══ Supplied data ══

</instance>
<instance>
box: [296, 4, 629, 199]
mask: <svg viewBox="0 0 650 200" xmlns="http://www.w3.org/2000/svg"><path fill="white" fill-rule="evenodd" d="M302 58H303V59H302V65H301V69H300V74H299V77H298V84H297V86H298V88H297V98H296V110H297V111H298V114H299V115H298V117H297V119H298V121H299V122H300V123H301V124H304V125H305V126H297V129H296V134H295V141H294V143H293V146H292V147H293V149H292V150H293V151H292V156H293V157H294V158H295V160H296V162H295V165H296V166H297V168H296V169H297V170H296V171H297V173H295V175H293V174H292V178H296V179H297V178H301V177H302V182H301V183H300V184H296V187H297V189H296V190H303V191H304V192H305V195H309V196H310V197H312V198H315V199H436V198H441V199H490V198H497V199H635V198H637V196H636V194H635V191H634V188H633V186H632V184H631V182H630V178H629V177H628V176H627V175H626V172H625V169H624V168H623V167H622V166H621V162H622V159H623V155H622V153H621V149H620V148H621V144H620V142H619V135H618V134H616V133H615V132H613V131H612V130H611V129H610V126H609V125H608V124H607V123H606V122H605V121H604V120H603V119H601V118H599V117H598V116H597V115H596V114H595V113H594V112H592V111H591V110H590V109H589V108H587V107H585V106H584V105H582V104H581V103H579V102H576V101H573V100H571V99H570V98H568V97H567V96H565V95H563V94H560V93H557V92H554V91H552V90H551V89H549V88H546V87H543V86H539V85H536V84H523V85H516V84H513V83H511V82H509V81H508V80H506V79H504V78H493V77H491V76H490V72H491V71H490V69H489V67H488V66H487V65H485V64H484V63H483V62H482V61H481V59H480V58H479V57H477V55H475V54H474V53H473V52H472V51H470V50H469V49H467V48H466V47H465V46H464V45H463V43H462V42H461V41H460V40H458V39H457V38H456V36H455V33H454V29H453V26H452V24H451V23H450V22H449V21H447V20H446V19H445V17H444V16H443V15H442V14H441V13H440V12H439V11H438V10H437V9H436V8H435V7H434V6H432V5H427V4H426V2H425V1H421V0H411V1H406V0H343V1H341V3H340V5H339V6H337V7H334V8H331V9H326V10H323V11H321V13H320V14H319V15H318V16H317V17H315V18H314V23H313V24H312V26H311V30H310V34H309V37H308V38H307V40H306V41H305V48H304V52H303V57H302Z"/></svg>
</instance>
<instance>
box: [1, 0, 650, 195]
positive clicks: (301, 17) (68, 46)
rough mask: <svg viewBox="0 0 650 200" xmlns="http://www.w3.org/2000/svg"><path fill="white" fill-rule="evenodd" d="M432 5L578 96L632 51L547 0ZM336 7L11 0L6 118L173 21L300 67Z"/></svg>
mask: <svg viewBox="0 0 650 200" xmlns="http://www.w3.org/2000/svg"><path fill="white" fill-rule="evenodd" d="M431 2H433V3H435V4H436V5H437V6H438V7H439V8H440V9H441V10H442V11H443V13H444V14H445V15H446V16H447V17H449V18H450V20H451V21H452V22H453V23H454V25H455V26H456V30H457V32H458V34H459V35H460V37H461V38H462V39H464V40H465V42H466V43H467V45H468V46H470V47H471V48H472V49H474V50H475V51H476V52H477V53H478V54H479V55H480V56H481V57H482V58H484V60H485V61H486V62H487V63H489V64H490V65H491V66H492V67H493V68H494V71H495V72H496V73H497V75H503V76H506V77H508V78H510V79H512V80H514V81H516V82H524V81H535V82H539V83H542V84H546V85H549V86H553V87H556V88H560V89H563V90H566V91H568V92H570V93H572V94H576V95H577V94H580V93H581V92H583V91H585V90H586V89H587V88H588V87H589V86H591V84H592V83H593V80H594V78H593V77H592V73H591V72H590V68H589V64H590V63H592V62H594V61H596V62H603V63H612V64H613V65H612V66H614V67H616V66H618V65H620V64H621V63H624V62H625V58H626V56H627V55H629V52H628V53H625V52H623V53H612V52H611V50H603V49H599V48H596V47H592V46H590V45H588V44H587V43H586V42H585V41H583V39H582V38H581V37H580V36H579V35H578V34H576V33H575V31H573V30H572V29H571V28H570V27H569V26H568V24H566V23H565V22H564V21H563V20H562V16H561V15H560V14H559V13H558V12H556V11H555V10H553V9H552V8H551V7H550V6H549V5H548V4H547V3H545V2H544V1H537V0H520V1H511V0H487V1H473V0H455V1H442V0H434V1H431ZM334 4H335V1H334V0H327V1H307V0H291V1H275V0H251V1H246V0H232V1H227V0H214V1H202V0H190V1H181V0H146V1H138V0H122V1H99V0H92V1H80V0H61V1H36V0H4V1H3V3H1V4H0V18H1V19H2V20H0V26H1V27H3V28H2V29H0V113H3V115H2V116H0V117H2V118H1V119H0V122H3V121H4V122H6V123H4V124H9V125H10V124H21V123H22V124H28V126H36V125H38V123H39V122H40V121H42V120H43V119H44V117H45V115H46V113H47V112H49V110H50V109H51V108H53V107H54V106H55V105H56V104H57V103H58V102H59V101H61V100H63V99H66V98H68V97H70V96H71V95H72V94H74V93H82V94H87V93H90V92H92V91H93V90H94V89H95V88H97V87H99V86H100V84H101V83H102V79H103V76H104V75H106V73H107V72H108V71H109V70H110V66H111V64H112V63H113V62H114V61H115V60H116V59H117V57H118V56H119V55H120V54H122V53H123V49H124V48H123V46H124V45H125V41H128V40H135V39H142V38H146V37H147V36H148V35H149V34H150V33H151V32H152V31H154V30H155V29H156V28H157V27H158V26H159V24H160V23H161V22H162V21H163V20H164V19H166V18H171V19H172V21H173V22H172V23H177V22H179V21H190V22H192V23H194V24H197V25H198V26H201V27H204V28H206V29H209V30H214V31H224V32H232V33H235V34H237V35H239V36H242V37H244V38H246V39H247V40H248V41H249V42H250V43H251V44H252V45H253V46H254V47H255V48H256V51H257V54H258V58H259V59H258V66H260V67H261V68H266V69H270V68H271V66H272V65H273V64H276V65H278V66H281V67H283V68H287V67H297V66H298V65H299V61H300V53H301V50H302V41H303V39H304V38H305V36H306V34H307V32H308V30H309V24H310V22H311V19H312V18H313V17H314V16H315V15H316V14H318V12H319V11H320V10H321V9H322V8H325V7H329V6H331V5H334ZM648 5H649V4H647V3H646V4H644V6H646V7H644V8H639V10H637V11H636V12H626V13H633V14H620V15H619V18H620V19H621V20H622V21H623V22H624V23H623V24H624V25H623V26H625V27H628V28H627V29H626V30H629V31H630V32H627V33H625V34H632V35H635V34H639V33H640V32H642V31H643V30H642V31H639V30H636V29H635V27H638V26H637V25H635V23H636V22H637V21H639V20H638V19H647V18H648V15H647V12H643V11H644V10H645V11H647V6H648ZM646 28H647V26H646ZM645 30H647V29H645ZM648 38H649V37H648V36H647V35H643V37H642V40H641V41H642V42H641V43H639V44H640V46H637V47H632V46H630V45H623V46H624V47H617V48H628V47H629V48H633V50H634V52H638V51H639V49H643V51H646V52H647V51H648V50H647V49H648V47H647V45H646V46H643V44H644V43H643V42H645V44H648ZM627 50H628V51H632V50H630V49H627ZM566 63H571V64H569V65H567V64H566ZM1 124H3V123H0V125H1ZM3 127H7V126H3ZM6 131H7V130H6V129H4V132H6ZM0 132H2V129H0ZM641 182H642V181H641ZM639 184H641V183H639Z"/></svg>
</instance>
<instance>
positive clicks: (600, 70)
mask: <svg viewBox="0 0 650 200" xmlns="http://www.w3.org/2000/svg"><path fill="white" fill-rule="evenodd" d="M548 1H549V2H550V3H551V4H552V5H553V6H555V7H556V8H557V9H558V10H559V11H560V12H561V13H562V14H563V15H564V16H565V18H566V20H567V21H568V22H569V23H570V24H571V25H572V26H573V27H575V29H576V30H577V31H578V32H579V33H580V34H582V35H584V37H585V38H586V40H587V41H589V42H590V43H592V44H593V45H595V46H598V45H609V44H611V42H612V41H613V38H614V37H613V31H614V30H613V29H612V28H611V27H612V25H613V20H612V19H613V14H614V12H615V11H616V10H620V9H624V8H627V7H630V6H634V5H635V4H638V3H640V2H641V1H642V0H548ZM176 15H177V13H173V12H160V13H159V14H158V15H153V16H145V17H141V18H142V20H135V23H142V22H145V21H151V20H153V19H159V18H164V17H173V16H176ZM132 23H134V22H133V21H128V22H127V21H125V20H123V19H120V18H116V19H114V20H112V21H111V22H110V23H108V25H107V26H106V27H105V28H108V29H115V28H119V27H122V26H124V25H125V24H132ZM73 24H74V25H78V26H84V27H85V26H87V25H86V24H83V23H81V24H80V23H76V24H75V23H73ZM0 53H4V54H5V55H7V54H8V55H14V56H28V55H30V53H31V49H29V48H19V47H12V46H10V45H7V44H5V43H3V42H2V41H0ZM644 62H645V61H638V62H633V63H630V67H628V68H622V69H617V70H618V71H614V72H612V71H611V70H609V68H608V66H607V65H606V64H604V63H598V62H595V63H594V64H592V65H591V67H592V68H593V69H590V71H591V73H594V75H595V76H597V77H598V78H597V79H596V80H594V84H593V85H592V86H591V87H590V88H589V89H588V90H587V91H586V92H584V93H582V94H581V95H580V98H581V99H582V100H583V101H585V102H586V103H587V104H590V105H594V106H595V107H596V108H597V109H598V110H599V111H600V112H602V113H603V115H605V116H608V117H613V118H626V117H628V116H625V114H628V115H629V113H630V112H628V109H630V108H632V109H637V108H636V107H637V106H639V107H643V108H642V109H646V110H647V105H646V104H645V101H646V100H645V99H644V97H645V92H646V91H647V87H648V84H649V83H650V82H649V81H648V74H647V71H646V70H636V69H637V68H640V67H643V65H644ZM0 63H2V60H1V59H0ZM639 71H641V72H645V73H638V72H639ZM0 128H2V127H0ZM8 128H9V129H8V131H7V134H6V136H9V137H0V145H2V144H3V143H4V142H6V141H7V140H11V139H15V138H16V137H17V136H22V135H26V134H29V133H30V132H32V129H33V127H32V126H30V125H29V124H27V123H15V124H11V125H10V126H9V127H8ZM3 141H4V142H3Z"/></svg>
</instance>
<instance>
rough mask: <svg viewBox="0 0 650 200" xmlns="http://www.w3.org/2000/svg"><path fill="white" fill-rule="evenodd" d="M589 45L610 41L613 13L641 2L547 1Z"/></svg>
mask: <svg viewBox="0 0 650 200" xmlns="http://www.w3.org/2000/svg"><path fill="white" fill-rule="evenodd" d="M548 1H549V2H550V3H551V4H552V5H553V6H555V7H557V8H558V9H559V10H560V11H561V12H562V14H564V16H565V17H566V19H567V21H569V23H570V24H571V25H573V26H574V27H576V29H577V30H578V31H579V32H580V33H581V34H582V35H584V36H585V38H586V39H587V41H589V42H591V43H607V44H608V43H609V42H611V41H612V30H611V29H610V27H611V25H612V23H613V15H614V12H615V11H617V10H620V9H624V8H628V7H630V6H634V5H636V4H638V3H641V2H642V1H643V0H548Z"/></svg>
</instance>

═══

[What needs to be done]
Which lines above contain the string "clicks"? List each of them in full.

[Solution]
positive clicks: (301, 17) (68, 46)
positive clicks: (600, 70)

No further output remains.